[Stored items]

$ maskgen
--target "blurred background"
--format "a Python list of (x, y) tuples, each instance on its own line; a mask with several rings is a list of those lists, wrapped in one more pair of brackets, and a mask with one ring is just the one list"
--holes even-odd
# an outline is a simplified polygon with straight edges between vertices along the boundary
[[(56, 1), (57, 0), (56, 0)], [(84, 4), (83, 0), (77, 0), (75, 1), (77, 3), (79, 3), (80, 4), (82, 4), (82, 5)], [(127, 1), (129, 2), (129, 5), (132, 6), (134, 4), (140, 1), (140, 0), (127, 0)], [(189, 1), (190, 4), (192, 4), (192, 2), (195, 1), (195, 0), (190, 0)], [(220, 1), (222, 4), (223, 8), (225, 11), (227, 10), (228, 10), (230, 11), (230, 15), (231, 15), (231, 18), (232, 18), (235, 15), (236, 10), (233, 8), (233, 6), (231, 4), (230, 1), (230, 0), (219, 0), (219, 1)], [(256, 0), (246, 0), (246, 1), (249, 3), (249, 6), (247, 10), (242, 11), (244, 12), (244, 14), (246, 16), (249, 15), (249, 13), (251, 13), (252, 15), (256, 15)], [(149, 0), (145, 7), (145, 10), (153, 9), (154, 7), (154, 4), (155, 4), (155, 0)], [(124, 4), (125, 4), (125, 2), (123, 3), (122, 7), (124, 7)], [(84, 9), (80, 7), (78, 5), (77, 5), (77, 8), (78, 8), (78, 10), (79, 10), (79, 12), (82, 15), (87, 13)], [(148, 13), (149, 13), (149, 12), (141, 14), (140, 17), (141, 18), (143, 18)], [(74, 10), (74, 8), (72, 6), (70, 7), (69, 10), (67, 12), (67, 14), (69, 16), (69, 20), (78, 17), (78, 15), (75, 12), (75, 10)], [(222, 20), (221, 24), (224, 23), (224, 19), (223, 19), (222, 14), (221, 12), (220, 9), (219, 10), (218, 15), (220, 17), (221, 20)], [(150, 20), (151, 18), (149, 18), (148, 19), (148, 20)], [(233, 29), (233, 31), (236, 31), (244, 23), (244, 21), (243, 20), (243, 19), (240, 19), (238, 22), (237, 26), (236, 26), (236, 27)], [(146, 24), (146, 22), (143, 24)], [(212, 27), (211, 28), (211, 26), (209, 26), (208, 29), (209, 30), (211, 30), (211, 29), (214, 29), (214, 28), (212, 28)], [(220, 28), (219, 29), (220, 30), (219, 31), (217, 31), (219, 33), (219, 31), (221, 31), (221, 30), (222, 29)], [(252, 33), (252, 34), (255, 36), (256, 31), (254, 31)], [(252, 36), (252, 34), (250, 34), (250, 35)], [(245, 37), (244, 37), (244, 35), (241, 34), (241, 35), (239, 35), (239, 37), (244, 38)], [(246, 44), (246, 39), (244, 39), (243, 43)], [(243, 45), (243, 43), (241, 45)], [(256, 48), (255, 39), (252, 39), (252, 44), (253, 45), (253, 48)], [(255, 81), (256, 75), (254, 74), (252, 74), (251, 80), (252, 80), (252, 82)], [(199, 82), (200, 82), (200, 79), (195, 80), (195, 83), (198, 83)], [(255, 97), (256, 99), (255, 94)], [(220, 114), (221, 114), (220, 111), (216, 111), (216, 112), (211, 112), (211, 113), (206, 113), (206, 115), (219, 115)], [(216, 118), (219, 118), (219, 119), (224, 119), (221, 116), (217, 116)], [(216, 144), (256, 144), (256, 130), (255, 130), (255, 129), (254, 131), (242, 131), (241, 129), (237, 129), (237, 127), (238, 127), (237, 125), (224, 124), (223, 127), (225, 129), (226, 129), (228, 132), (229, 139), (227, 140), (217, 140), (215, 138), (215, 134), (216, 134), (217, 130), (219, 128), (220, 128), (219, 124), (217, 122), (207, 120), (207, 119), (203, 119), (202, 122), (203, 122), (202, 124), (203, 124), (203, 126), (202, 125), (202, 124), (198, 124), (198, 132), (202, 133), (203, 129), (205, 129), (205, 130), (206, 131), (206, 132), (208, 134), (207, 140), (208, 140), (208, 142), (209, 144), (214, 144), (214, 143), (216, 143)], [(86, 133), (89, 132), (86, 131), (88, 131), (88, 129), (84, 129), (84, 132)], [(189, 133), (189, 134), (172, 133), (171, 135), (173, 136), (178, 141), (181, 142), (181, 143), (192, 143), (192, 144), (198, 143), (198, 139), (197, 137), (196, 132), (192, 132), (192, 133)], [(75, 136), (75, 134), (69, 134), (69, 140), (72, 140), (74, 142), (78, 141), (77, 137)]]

EXERCISE DETAILS
Recast every line of the items above as a Markdown table with two columns, "Row" for the row number and "Line" for the line itself. Leave out blank lines.

FULL ANSWER
| Row | Line |
|---|---|
| 1 | $ maskgen |
| 2 | --target "blurred background" |
| 3 | --format "a Python list of (x, y) tuples, each instance on its own line; a mask with several rings is a list of those lists, wrapped in one more pair of brackets, and a mask with one ring is just the one list" |
| 4 | --holes even-odd |
| 5 | # an outline is a simplified polygon with straight edges between vertices along the boundary |
| 6 | [[(56, 1), (57, 0), (56, 0)], [(84, 4), (83, 0), (77, 0), (75, 1), (77, 3), (79, 3), (80, 4), (82, 4), (82, 5)], [(127, 1), (129, 2), (129, 5), (132, 6), (134, 4), (140, 1), (140, 0), (127, 0)], [(189, 1), (190, 4), (192, 4), (192, 2), (195, 1), (195, 0), (190, 0)], [(220, 1), (222, 4), (223, 8), (225, 11), (227, 10), (228, 10), (230, 11), (230, 15), (231, 15), (231, 18), (232, 18), (235, 15), (236, 10), (233, 8), (233, 6), (231, 4), (230, 1), (230, 0), (219, 0), (219, 1)], [(256, 0), (246, 0), (246, 1), (249, 3), (249, 6), (247, 10), (242, 11), (244, 12), (244, 14), (246, 16), (249, 15), (249, 13), (251, 13), (252, 15), (256, 15)], [(149, 0), (145, 7), (145, 10), (153, 9), (154, 7), (154, 4), (155, 4), (155, 0)], [(124, 4), (125, 4), (125, 2), (123, 3), (122, 7), (124, 7)], [(84, 9), (80, 7), (78, 5), (77, 5), (77, 8), (78, 8), (78, 10), (79, 10), (79, 12), (82, 15), (87, 13)], [(148, 13), (149, 13), (149, 12), (141, 14), (140, 17), (141, 18), (143, 18)], [(74, 10), (74, 8), (72, 6), (70, 7), (69, 10), (67, 12), (67, 14), (69, 16), (69, 20), (78, 17), (78, 15), (75, 12), (75, 10)], [(222, 20), (221, 24), (224, 23), (224, 19), (223, 19), (222, 14), (221, 12), (220, 9), (219, 10), (218, 15), (220, 17), (221, 20)], [(150, 20), (151, 18), (149, 18), (148, 19), (148, 20)], [(233, 29), (233, 31), (236, 31), (244, 23), (244, 21), (243, 20), (243, 19), (240, 19), (238, 22), (237, 26), (236, 26), (236, 27)], [(146, 24), (146, 22), (143, 24)], [(212, 27), (211, 28), (211, 26), (209, 26), (208, 29), (209, 30), (211, 30), (211, 29), (214, 29), (214, 28), (212, 28)], [(220, 28), (219, 29), (220, 30), (219, 31), (217, 31), (219, 33), (219, 31), (221, 31), (221, 30), (222, 29)], [(252, 33), (252, 34), (255, 36), (256, 31), (254, 31)], [(252, 36), (252, 34), (250, 34), (250, 35)], [(245, 37), (244, 37), (244, 35), (241, 34), (241, 35), (239, 35), (239, 37), (244, 38)], [(246, 44), (246, 39), (244, 39), (243, 43)], [(243, 45), (243, 43), (241, 45)], [(256, 48), (255, 39), (252, 39), (252, 44), (253, 45), (253, 48)], [(255, 81), (256, 75), (254, 74), (252, 74), (251, 80), (252, 80), (252, 82)], [(199, 82), (200, 82), (200, 79), (195, 80), (195, 83), (198, 83)], [(255, 97), (256, 99), (255, 94)], [(220, 114), (221, 114), (220, 111), (216, 111), (216, 112), (211, 112), (211, 113), (206, 113), (206, 115), (219, 115)], [(216, 118), (219, 118), (219, 119), (224, 119), (221, 116), (217, 116)], [(216, 144), (256, 144), (256, 130), (255, 130), (255, 129), (254, 131), (242, 131), (241, 129), (237, 129), (237, 127), (238, 127), (237, 125), (224, 124), (223, 127), (225, 129), (226, 129), (228, 132), (229, 139), (227, 140), (217, 140), (215, 138), (215, 134), (216, 134), (217, 130), (219, 128), (220, 128), (219, 124), (217, 122), (207, 120), (207, 119), (203, 119), (202, 122), (203, 122), (202, 124), (203, 124), (203, 126), (202, 125), (202, 124), (198, 124), (198, 132), (202, 133), (203, 129), (205, 129), (205, 130), (206, 131), (206, 132), (208, 134), (207, 140), (208, 140), (208, 142), (209, 144), (214, 144), (214, 143), (216, 143)], [(86, 133), (89, 132), (86, 131), (88, 131), (88, 129), (84, 129), (84, 132)], [(189, 133), (189, 134), (172, 133), (171, 135), (173, 136), (178, 141), (181, 142), (181, 143), (192, 143), (192, 144), (198, 143), (198, 139), (197, 137), (196, 132), (192, 132), (192, 133)], [(75, 136), (75, 134), (69, 134), (69, 140), (72, 140), (74, 142), (78, 141), (77, 137)]] |